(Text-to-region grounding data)
+++++

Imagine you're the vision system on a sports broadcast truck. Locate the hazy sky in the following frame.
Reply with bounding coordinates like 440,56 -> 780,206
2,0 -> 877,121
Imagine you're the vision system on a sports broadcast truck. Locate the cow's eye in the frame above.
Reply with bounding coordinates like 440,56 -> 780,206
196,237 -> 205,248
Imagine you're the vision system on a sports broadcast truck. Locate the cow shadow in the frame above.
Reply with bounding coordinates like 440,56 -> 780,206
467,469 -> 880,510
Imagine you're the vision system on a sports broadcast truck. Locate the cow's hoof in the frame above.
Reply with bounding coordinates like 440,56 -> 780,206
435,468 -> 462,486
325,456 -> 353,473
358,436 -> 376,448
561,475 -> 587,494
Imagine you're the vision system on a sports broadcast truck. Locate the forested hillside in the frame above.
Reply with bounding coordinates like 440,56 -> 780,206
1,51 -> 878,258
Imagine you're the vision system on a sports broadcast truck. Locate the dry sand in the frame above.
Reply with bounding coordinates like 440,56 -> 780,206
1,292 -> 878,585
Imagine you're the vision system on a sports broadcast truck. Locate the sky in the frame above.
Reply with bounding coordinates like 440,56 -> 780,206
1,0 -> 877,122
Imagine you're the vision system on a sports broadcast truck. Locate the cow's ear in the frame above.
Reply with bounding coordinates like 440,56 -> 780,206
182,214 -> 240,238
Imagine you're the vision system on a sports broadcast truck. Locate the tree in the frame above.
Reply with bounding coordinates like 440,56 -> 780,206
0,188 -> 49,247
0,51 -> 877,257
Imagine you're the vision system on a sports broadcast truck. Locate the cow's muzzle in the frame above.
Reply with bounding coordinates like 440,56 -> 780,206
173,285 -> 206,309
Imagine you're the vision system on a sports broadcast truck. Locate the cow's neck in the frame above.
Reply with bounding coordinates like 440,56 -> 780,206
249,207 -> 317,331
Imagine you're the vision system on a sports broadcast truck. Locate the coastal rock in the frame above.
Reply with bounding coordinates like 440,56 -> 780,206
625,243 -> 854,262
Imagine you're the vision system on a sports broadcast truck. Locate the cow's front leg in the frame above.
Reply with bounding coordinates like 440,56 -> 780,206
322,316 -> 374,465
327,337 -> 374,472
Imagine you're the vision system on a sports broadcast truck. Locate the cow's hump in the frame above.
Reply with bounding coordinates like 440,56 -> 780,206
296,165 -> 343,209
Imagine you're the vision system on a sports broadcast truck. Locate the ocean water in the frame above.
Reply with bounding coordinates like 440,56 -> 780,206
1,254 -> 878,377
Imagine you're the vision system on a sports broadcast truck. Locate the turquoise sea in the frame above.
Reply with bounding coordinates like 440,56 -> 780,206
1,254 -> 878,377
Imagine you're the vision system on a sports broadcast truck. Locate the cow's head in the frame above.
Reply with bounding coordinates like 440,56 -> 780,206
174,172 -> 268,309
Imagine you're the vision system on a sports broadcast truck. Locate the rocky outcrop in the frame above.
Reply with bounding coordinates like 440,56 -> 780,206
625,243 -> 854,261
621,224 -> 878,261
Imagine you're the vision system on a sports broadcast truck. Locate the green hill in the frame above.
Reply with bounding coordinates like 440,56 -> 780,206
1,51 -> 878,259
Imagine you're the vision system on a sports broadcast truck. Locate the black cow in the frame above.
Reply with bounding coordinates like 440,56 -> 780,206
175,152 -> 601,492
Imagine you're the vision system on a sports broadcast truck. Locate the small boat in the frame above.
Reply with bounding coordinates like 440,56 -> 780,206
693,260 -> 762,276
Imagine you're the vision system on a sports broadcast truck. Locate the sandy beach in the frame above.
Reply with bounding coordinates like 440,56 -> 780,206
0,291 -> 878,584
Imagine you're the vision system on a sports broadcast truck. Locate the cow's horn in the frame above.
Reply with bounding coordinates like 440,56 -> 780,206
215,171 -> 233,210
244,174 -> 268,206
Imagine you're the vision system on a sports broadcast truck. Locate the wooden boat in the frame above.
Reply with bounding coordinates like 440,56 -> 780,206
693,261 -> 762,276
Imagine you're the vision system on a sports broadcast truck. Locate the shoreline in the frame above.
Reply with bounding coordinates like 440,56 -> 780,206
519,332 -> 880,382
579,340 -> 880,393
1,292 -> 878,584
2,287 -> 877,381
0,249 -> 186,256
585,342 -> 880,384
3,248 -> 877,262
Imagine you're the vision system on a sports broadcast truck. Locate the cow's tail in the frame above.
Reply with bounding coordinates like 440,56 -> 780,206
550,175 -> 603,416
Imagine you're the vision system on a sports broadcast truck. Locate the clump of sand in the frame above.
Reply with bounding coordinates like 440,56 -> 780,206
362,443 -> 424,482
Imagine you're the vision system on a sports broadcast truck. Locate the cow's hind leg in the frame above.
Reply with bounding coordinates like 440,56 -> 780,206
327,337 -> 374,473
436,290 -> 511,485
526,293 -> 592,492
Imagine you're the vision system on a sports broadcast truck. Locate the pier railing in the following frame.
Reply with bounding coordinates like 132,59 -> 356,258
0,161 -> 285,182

+++++

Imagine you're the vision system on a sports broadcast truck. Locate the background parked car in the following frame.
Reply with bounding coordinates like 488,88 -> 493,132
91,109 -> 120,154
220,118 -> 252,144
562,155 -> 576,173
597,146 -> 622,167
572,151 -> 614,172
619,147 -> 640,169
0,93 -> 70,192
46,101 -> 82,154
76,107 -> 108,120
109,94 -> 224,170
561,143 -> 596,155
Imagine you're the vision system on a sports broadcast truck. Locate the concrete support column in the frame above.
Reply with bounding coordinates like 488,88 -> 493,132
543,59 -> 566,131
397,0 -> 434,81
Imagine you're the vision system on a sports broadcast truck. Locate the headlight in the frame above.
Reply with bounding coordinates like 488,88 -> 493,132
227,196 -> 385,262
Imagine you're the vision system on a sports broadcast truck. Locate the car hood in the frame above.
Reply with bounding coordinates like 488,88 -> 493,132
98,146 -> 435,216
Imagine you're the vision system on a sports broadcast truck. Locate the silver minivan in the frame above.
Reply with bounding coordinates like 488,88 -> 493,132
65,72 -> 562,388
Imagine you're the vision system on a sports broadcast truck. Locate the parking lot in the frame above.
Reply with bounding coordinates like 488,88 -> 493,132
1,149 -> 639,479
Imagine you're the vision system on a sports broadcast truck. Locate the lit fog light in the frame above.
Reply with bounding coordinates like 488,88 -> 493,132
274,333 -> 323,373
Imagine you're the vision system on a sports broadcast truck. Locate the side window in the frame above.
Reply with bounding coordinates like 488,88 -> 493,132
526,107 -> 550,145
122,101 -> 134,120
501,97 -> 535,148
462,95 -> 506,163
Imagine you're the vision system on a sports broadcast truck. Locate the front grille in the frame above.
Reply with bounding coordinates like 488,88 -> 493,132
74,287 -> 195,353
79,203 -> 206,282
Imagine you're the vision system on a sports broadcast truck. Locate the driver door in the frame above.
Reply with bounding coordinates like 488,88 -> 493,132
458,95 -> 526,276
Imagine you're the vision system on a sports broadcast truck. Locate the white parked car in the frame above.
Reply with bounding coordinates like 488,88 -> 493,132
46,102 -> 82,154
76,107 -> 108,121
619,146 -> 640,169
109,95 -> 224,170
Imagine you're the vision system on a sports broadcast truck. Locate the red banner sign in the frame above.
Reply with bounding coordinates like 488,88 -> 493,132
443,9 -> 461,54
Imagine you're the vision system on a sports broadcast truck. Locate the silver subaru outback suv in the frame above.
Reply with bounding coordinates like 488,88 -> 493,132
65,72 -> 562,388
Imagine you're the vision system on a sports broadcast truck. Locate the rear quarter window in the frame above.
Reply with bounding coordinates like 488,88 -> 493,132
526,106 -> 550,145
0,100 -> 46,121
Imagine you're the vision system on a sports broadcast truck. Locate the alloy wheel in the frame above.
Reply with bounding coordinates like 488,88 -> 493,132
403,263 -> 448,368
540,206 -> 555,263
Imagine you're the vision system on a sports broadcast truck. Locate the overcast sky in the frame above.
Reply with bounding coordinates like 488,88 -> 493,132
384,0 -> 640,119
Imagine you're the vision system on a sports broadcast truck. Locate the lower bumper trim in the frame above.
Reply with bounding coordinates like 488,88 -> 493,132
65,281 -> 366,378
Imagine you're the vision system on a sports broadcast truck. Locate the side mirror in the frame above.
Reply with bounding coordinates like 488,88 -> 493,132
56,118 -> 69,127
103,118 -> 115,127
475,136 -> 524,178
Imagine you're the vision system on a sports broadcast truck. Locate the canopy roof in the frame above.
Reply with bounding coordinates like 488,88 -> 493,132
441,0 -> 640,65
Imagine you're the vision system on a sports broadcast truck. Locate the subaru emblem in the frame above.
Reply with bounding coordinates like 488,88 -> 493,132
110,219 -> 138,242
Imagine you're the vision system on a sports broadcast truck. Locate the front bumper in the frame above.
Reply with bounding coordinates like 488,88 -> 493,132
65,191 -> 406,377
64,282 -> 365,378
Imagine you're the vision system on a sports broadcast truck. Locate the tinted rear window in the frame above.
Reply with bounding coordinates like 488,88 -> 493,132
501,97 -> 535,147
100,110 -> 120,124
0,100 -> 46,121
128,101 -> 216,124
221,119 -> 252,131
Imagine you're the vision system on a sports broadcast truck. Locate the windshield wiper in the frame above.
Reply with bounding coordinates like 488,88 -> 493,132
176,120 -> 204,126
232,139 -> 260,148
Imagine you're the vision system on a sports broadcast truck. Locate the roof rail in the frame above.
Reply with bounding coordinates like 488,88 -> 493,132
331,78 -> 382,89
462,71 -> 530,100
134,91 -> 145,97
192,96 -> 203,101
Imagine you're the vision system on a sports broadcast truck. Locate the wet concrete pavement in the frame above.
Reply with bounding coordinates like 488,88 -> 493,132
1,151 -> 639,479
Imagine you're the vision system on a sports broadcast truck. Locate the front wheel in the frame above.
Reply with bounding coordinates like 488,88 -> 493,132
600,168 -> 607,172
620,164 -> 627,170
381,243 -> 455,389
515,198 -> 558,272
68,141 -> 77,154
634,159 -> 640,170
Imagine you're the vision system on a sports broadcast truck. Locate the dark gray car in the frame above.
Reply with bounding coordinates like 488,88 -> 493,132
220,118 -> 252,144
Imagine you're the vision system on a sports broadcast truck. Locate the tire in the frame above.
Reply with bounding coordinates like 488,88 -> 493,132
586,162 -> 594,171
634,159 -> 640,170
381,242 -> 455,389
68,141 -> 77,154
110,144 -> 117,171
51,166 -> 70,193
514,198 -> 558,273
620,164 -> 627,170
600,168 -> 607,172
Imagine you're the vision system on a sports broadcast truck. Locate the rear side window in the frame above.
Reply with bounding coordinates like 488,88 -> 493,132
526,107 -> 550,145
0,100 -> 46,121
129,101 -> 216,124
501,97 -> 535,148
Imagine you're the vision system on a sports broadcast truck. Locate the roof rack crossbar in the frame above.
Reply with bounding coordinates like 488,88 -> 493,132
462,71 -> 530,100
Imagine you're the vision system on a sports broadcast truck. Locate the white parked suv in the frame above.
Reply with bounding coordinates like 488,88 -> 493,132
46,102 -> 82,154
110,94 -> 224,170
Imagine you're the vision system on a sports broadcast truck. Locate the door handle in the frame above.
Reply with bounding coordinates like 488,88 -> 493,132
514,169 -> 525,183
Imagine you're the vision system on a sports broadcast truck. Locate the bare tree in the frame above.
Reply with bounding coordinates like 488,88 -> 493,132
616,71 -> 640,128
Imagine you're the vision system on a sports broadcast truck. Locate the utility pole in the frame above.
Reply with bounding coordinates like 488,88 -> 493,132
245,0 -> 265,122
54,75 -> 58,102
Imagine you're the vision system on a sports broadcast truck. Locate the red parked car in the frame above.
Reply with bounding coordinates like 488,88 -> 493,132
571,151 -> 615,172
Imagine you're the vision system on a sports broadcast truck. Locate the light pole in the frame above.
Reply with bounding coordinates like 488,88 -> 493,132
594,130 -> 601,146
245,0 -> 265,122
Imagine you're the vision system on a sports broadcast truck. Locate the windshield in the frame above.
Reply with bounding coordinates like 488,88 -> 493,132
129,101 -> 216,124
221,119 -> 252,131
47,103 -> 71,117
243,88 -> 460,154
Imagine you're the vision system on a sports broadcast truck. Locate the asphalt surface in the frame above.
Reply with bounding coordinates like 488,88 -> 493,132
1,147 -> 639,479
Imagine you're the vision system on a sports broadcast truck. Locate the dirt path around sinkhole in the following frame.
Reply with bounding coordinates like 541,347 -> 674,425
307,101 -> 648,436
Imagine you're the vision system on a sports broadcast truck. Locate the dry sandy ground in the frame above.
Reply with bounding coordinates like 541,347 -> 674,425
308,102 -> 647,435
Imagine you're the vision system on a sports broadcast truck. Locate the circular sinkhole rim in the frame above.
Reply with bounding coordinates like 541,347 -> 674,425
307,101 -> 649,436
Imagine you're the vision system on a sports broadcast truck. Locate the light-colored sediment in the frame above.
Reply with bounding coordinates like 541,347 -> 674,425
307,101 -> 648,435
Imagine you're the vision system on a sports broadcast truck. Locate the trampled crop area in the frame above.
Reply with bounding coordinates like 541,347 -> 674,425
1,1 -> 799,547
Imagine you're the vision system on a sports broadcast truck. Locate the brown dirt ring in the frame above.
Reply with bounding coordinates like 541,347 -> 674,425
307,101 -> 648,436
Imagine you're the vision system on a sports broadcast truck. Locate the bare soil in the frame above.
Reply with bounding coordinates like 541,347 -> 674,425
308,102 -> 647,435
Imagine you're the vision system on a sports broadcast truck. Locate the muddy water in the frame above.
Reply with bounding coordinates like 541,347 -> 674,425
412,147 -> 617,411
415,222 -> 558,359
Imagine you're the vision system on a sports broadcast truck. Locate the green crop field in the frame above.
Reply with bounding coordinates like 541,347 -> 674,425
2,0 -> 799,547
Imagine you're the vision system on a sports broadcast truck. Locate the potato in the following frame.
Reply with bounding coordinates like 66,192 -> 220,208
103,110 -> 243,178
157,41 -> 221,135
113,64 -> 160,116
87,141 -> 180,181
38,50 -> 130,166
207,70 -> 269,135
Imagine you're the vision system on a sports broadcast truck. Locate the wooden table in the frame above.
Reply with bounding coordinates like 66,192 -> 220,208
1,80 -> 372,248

+++++

• _EXERCISE BRIEF_: A single number is the whole answer: how many lines in the data above hold the string "following".

• _RESULT_: 5